__PROMPT__.
Translate this sentence from the cucurbit transplant production text into Spanish: "Avoid exposing plants to temperatures that are less than 55 °F."

Transplant Production

Some growers transplant cucumbers, and summer squash particularly, for early production or when planting in high tunnels. Transplants work well in most areas of Utah with shorter growing seasons. Most cucumbers, winter squash, and pumpkins are direct seeded for mid- to late summer production periods. Growers can produce their own transplants, or plants can be purchased from a local greenhouse operation. Sow cucumber seeds into plastic plug trays with 72 or 128 cells per tray filled with a good soilless mix. Sow summer squash seeds into larger plastic plug trays with 50 or 72 cells per tray filled with a good soilless mix. Adequate light is essential to produce a quality plant but temperature management is critical if quality transplants are to be produced.

Greenhouse growth temperatures for cucurbits should be approximately 75 °F during the day and 65 °F at night. Allow 4-5 weeks to grow transplants depending on greenhouse growing temperatures. All cucurbit transplants should have 2-3 mature leaves and a well developed root system before transplanting to the field. After seeding and watering the trays, expose the seeds to 85-90 °F temperature conditions for 30-40 hours. You can do this in a dark room with the trays stacked on top of each other or use heating pads if only a few trays are needed. Higher tray temperatures after seeding helps create conditions for more uniform germination and plant stands. However, do not allow the seeds to emerge in high heat conditions. Longer exposures times (+48 hrs.) to high temperatures result in elongated hypocotyls which make the plants grow tall and leggy. These seedlings are then difficult to handle and transplant.

Once seedlings emerge, water regularly and feed twice weekly with a soluble complete fertilizer diluted to 100 ppm nitrogen. Brushing the plants each day, one week before planting, helps strengthen the stem. Brushing should be done when the leaves are dry to minimize disease transfer. Transplant can also be hardened or conditioned by exposing them to wind and cooler temperature to make the plants stocky and strong. Condition or “harden off” transplants for a short time each day by exposing them to cool temperatures (60-65 °F) starting one week before transplanting. Avoid exposing plants to temperatures that are less than 55 °F. Don’t over-condition or overharden the plants as this will delay establishment and plants will be slow to start growing again. For more details on growing high quality plants, refer to the USU extension publication “Vegetable Transplant Production”.


Transplanting cucurbits, plants can be grown in bare soil or through plastic mulch. Transplants are used for early production, when market prices are high, and to decrease seed costs for expensive hybrid seed. It is best to use high quality, uniform, disease and insect free plants. Transplant size is critical to establishment success and plants should have no more than 2-3 true leaves at planting. Plants should be handled and planted carefully as all of the cucurbits are sensitive to transplant shock. Root replacement is slow so don’t crush or root prune plants. Plants can be hand or machine planted. Water the plant trays before planting and then water the field as quickly as possible after planting. Starter fertilizers with high phosphorus concentrations help to stimulate root re-growth. Newly transplanted fields should be watched closely and additional water should be provided to the plants if needed. This ensures good root growth out of the root-ball and more uniform establishment and plant growth.

Saved entries:
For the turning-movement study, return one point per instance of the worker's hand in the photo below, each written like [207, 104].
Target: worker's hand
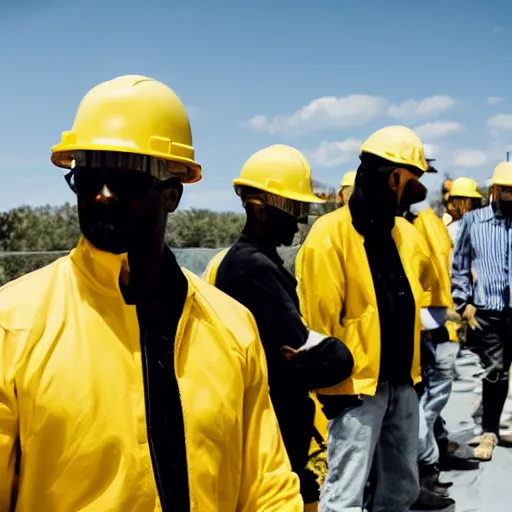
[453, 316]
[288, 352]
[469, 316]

==

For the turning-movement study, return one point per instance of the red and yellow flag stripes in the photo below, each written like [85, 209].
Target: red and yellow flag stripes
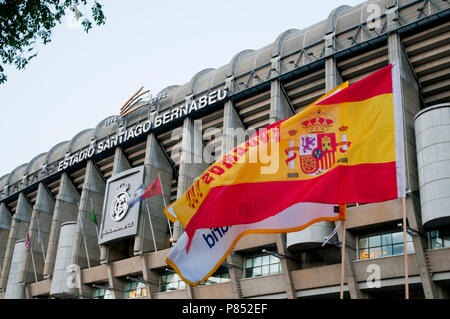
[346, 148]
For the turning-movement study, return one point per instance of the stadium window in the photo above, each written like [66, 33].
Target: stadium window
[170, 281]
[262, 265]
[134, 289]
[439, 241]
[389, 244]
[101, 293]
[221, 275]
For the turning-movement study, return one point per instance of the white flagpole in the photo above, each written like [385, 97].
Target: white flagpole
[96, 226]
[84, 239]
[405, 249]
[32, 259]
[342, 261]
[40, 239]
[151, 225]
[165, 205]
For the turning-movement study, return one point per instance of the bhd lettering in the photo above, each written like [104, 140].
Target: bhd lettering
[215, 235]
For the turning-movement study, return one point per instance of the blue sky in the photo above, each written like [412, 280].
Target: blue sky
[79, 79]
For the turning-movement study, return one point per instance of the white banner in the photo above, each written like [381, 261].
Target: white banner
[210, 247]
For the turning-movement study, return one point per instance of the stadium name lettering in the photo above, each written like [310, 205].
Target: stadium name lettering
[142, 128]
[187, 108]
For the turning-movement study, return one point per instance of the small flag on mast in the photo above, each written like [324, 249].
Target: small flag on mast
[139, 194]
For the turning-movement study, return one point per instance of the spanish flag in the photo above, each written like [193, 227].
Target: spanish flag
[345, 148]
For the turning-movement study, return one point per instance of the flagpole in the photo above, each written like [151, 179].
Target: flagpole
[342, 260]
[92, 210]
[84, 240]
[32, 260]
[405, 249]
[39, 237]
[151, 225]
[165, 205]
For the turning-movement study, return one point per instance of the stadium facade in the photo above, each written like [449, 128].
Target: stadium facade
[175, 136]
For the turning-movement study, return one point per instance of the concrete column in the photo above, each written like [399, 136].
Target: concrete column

__WRITTEN SOLUTION__.
Evite exponer las plantas a temperaturas inferiores a 55 °F.